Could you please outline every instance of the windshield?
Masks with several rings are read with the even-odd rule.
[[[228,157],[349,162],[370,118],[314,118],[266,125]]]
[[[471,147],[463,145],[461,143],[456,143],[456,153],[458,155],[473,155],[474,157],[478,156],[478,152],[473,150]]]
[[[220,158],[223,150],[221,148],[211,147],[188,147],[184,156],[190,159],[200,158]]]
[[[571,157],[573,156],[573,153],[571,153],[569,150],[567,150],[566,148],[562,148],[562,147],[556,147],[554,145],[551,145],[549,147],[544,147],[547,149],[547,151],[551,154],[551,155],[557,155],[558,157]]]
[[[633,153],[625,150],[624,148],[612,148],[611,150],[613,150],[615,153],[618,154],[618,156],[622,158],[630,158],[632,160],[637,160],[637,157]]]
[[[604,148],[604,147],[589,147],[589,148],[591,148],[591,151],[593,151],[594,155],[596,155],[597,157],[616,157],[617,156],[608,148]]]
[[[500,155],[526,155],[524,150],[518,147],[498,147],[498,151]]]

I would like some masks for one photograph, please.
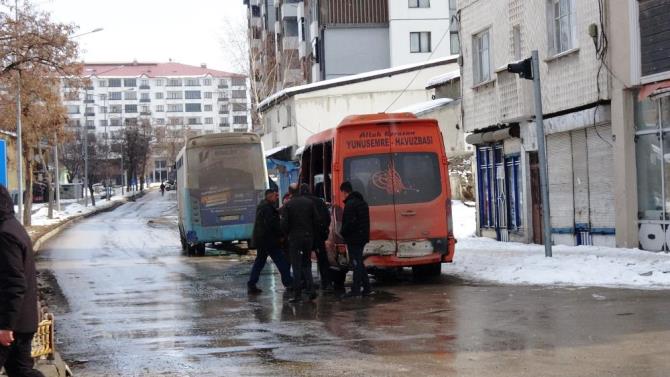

Exercise directions: Counting every line of the entries that holds the word "please", report the total and no other text.

Answer section: 2